__DOCUMENT EXCERPT__.
+ + +

The FBI and CIA automatically suspect Islamic terrorists, but Fox digs deeper to discover the far more frightening truth: a global conspiracy to eradicate all religion from the face of the earth.

From Washington to Jerusalem, from Rome to London, Fox must use all his skills to stop devastating attacks on the world's holiest sites on their holiest days.




My thoughts
At first I thought this was a bit of a Zombie-book (by just looking at the cover), but it's nothing like that! This book is about terrorism and religion. I just dove right in and this was a pretty easy read, a quick read! The book is written very well, one of the biggest aspects I liked. I rushed through and was very pleased about this book. It's mainly an adult thriller, but I do believe that young adults would be able to learn a lot from it as well.

Pros
  • Smart main character: Oh, boy. Yes! Robin Fox is such a smart man. He knows a lot about interrogations and reading people. I loved to learn about it and my favorite scenes were the ones where Robin Fox is in a conversation with suspects. It was so cool, that those suspects think they're so smart, but Fox knows all about lying. I felt like I was taking a ride in a car with Robin Fox and I never felt unsafe, he knows exactly what he's doing.

+ + +

__PROBLEM TO SOLVE__. Print the thriller review again in full, with every word and line unchanged. The rows that come next have no connection to the thriller review.

__DATA LISTING__.
+ + +

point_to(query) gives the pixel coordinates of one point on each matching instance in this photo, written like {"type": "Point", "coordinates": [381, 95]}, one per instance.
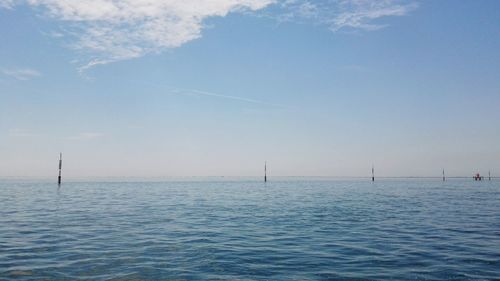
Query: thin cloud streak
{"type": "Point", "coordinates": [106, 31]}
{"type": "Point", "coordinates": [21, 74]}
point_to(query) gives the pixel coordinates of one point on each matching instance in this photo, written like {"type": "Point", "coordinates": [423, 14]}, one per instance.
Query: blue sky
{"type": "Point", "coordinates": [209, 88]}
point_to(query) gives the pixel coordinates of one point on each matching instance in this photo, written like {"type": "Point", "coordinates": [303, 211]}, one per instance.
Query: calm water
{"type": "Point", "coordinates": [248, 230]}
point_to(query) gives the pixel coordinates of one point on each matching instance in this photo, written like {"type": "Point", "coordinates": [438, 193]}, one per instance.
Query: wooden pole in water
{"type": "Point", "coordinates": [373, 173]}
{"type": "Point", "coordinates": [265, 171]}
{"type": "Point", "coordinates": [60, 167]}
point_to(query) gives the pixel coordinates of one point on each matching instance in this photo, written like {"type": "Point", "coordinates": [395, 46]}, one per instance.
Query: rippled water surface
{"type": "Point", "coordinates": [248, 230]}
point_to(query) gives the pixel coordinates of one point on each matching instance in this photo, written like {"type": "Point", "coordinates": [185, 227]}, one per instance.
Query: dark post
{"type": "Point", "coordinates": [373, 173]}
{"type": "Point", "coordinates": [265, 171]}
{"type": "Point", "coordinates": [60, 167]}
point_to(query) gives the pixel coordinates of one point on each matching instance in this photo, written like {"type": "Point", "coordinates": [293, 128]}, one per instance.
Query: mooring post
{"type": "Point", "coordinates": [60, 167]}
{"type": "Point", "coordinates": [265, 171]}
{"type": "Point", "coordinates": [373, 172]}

+ + +

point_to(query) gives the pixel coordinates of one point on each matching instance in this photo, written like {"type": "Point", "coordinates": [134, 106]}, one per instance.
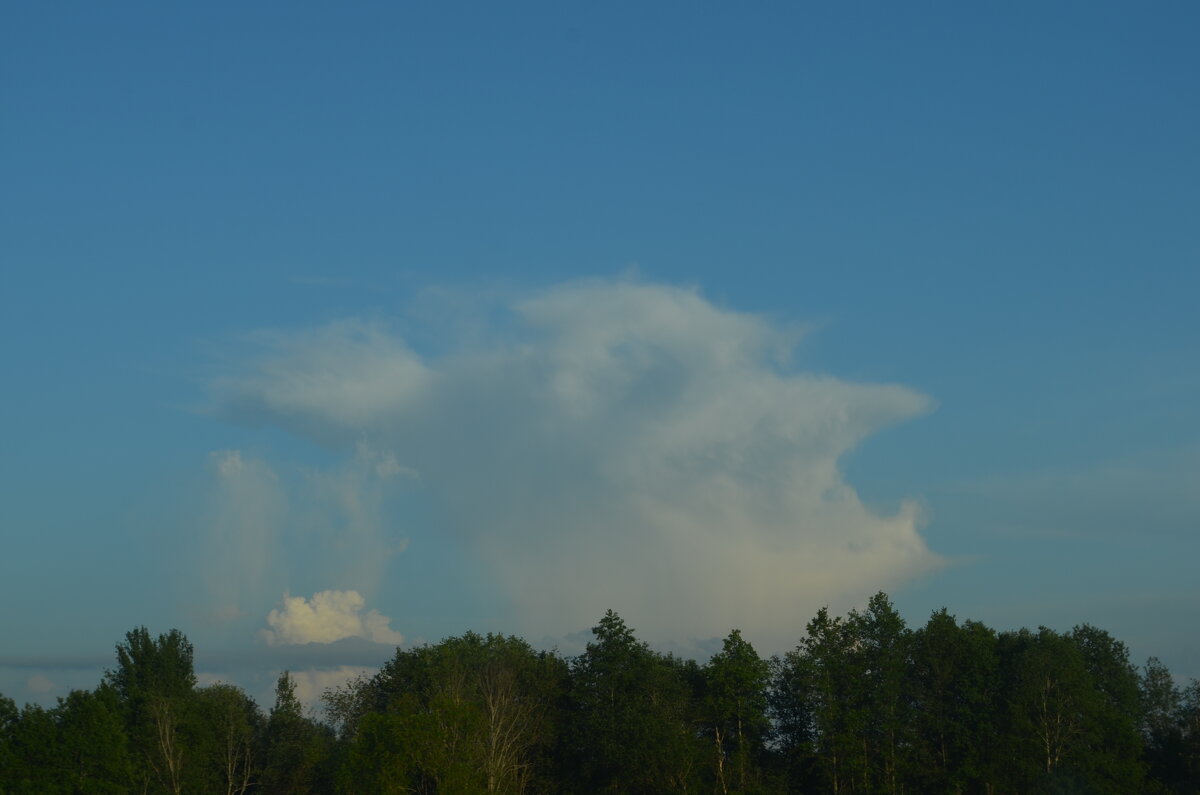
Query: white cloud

+ + +

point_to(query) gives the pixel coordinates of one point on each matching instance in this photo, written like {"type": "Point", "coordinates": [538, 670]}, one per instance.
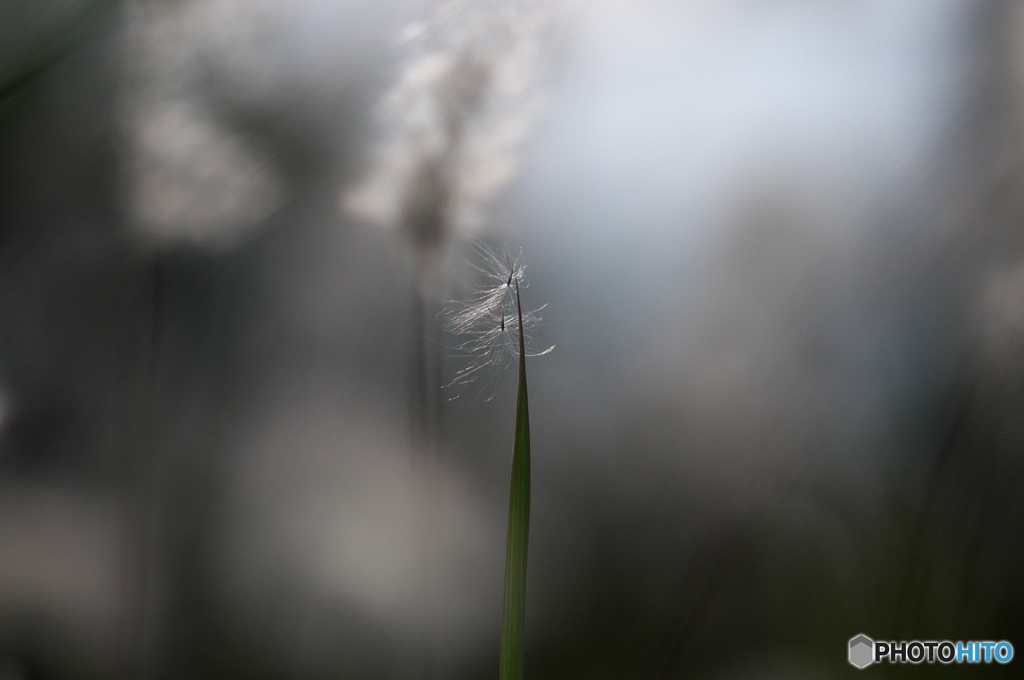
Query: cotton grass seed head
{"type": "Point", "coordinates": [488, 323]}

+ + +

__THE RESPONSE__.
The FBI and CIA automatically suspect Islamic terrorists, but Fox digs deeper to discover the far more frightening truth: a global conspiracy to eradicate all religion from the face of the earth.

From Washington to Jerusalem, from Rome to London, Fox must use all his skills to stop devastating attacks on the world's holiest sites on their holiest days.




My thoughts
At first I thought this was a bit of a Zombie-book (by just looking at the cover), but it's nothing like that! This book is about terrorism and religion. I just dove right in and this was a pretty easy read, a quick read! The book is written very well, one of the biggest aspects I liked. I rushed through and was very pleased about this book. It's mainly an adult thriller, but I do believe that young adults would be able to learn a lot from it as well.

Pros
  • Smart main character: Oh, boy. Yes! Robin Fox is such a smart man. He knows a lot about interrogations and reading people. I loved to learn about it and my favorite scenes were the ones where Robin Fox is in a conversation with suspects. It was so cool, that those suspects think they're so smart, but Fox knows all about lying. I felt like I was taking a ride in a car with Robin Fox and I never felt unsafe, he knows exactly what he's doing.